O que fazer: Localize na listagem abaixo cada linha em que aparece a palavra "pixels" e copie essas linhas.

Listagem fornecida:

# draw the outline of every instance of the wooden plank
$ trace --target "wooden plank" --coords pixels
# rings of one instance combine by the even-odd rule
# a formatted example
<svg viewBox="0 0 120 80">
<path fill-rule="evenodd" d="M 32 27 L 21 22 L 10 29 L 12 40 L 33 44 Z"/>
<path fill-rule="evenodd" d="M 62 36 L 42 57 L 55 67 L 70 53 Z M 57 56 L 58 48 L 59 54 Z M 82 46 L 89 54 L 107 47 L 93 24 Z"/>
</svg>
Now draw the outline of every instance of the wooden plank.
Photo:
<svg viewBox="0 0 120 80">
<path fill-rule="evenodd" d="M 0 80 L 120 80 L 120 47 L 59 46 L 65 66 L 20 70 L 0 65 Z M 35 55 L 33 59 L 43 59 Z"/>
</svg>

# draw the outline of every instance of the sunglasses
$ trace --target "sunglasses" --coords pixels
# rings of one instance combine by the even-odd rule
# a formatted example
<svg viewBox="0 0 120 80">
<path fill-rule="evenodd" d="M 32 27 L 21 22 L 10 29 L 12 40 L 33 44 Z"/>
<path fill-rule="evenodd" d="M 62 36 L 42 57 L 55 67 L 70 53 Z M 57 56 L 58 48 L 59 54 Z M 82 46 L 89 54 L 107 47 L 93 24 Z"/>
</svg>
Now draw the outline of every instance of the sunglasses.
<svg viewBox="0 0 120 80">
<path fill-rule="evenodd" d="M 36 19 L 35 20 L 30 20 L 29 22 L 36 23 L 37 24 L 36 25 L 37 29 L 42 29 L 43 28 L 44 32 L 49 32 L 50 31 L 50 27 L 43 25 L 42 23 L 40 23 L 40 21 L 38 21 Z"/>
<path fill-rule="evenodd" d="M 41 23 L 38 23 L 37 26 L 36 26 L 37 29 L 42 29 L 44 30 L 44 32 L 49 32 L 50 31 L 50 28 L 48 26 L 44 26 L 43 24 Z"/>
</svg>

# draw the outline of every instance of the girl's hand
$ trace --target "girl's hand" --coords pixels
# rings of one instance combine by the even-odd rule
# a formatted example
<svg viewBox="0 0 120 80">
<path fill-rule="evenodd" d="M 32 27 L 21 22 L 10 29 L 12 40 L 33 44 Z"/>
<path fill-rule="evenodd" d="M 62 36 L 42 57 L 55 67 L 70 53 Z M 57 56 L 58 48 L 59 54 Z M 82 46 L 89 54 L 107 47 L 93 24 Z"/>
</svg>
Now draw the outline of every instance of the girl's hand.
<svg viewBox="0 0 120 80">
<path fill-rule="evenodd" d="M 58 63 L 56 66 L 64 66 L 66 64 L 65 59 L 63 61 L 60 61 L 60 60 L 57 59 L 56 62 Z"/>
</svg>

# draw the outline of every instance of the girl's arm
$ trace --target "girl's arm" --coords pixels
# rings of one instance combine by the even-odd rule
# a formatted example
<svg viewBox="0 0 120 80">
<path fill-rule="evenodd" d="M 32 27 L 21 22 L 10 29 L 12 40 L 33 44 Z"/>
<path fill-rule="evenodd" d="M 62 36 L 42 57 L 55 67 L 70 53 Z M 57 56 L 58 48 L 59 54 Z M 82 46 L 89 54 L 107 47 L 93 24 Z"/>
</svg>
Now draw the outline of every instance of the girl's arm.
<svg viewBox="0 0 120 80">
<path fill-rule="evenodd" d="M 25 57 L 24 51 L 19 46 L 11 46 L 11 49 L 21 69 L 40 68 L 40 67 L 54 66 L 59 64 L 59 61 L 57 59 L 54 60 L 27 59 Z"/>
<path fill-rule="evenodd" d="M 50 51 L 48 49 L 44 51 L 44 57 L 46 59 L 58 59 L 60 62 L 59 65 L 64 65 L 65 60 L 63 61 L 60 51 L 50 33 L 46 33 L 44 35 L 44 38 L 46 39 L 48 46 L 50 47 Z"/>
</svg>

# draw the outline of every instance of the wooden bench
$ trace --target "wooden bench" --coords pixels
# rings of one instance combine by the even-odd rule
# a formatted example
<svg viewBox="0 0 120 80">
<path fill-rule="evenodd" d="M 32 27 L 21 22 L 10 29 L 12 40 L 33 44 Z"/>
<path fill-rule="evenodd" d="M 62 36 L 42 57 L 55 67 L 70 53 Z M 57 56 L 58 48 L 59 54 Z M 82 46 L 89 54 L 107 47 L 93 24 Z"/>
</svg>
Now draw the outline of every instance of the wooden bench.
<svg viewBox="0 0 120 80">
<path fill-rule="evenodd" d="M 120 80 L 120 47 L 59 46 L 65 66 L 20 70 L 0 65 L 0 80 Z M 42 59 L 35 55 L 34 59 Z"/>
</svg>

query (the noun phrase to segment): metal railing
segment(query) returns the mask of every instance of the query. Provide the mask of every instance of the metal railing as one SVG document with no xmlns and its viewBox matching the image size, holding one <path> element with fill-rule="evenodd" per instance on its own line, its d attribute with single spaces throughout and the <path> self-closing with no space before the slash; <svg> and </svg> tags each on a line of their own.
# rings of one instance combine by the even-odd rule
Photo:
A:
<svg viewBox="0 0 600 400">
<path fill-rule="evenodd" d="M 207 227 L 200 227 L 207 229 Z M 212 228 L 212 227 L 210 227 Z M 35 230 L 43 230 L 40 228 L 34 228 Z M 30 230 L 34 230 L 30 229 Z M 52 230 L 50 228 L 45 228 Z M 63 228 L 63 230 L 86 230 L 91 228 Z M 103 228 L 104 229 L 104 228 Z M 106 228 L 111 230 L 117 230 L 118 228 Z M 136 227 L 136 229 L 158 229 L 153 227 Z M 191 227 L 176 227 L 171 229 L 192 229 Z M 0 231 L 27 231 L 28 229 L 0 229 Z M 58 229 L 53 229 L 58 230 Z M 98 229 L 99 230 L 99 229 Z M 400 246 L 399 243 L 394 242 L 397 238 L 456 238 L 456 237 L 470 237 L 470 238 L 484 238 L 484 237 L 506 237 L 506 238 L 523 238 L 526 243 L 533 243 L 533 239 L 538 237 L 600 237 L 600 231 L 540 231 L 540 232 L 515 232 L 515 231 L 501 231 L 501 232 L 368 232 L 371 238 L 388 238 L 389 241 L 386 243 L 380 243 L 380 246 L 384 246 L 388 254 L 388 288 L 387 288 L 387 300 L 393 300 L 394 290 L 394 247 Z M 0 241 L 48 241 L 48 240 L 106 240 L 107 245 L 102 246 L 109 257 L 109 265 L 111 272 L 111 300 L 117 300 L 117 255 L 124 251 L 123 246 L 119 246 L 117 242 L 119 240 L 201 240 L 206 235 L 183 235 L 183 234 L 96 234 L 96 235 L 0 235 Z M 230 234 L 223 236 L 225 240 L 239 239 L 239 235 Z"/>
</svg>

Resposta abaixo:
$ trace --target "wooden plank" --coords pixels
$ trace --target "sunglasses" --coords pixels
$ trace --target "girl's hand" --coords pixels
$ trace --target "girl's arm" --coords pixels
$ trace --target "wooden bench" --coords pixels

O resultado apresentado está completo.